Keep to one stretch of the data below, the lines from the one with "the black backdrop." up to and including the one with "of the finger.", and return that stretch exactly.

Data records:
....
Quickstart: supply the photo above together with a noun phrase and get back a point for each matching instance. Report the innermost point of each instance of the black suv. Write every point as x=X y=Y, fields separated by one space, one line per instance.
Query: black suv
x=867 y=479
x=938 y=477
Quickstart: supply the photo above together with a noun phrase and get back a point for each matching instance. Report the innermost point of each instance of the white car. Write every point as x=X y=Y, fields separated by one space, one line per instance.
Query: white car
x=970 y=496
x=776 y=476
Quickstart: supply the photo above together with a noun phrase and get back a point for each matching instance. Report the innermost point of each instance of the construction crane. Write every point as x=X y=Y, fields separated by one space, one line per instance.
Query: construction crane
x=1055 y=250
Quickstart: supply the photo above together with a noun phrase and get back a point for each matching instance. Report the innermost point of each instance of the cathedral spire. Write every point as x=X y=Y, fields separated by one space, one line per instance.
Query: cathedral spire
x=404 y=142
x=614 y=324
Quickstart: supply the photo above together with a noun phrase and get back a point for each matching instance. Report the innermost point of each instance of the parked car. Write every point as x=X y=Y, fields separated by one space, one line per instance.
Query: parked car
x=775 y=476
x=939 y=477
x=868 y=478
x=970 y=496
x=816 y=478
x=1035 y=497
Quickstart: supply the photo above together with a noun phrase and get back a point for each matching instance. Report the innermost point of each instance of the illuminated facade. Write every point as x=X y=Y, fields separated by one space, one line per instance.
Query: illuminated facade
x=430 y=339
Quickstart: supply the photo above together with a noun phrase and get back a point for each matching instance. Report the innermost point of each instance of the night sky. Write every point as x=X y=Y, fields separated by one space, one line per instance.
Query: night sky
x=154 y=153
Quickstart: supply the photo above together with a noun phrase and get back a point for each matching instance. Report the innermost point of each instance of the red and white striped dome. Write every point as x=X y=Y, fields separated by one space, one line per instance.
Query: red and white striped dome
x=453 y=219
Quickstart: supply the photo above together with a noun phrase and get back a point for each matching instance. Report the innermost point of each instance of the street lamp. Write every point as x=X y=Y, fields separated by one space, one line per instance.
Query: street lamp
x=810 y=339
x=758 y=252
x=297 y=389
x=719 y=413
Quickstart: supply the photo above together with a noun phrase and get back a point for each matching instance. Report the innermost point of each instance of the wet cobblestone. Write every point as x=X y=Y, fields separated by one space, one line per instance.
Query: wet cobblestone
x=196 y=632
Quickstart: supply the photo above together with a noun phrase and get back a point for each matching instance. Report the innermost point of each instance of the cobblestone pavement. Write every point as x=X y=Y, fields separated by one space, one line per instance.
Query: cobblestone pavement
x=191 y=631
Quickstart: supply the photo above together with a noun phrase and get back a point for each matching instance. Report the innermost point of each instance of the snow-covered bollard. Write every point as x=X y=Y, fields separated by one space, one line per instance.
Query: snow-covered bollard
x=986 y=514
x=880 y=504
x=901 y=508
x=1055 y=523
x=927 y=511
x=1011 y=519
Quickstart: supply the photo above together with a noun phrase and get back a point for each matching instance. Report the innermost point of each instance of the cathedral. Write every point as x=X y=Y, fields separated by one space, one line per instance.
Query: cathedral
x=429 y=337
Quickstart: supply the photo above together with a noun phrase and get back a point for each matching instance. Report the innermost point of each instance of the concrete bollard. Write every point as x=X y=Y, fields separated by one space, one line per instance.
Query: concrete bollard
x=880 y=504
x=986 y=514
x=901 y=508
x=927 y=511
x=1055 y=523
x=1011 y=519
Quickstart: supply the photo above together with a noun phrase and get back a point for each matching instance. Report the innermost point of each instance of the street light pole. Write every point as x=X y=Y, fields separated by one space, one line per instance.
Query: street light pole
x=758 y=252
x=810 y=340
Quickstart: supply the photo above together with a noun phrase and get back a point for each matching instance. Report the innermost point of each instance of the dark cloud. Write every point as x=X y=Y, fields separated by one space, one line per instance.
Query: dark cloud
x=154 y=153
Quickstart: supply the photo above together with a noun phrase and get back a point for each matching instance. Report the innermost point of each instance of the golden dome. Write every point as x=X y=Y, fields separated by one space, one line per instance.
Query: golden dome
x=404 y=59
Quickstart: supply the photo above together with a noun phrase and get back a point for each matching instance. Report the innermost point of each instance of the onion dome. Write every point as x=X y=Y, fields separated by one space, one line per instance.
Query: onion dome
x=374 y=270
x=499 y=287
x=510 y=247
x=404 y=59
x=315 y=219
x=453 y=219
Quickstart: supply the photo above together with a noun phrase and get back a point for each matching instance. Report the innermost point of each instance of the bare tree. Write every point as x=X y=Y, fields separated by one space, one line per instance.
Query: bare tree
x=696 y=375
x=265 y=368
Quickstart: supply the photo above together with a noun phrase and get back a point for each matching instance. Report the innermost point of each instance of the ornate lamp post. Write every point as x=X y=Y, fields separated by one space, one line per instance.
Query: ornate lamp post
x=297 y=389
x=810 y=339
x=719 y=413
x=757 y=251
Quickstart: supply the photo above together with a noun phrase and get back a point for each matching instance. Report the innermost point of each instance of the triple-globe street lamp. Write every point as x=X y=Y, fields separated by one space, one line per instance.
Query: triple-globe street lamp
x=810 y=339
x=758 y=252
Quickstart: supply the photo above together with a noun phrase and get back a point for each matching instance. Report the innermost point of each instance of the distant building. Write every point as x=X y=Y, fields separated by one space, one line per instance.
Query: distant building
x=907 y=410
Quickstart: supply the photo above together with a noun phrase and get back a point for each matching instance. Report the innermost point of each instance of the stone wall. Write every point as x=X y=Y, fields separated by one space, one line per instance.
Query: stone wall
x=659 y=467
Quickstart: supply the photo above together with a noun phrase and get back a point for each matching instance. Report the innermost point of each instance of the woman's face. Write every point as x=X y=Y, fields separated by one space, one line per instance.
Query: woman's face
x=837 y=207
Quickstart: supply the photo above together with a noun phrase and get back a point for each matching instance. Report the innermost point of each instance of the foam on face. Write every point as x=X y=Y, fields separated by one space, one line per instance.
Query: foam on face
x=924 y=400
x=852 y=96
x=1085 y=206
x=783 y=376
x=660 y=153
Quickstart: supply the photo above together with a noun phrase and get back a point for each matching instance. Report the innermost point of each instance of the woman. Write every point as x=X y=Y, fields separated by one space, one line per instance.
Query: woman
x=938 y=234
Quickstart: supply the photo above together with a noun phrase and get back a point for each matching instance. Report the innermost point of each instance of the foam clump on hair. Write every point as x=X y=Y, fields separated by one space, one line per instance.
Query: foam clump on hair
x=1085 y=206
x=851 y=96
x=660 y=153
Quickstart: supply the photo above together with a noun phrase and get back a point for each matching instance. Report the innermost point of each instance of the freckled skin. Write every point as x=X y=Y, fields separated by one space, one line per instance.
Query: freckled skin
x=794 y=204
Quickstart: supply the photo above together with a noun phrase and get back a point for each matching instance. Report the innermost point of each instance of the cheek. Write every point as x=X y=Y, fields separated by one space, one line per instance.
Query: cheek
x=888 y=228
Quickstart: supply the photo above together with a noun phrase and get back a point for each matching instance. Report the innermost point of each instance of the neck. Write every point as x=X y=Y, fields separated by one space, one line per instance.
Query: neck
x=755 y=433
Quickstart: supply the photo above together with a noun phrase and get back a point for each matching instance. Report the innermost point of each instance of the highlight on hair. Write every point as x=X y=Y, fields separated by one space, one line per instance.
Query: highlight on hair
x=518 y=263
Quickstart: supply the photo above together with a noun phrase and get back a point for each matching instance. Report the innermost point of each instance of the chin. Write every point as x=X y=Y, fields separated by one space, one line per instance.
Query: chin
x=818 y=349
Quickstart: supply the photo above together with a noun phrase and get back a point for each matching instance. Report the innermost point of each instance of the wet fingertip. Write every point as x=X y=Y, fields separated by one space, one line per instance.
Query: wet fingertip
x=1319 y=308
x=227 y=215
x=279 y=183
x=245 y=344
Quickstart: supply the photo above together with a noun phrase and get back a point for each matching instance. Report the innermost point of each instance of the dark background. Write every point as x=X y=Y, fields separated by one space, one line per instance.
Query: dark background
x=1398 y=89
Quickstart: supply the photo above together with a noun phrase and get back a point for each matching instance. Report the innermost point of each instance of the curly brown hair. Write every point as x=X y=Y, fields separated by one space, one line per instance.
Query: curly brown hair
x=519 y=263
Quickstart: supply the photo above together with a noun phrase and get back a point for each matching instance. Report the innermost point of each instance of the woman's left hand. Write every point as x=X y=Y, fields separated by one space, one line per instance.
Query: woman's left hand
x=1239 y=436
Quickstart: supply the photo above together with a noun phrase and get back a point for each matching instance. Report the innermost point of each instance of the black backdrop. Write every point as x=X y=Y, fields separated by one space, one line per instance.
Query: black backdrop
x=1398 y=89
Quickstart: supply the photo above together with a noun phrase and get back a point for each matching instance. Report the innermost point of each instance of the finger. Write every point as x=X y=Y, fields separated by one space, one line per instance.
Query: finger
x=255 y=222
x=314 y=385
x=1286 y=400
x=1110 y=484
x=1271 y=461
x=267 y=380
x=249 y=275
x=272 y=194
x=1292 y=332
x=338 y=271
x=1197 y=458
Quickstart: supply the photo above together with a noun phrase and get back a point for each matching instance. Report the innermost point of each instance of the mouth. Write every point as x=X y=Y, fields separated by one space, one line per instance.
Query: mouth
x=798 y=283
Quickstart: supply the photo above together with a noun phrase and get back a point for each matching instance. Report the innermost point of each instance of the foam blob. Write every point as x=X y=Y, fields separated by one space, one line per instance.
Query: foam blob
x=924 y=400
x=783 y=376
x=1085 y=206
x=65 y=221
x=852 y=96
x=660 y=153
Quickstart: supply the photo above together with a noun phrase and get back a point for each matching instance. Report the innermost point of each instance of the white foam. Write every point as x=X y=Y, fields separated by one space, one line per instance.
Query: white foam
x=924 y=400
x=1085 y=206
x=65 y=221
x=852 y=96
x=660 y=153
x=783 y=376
....
◆ ANSWER BELOW ◆
Quickstart: supply the photo above together with a noun phrase and get back a point for each matching instance. Report the innermost point of each instance of the black backdrop. Write every point as x=X y=Y, fields separated by one space, one line per instance.
Query: black backdrop
x=1398 y=89
Quickstart: supply the photo above together with a noun phrase and get back a point for each matching instance. Report the innermost point of each instance of the finger. Write every point as x=X y=Y, fields separated by one space, one line per instance.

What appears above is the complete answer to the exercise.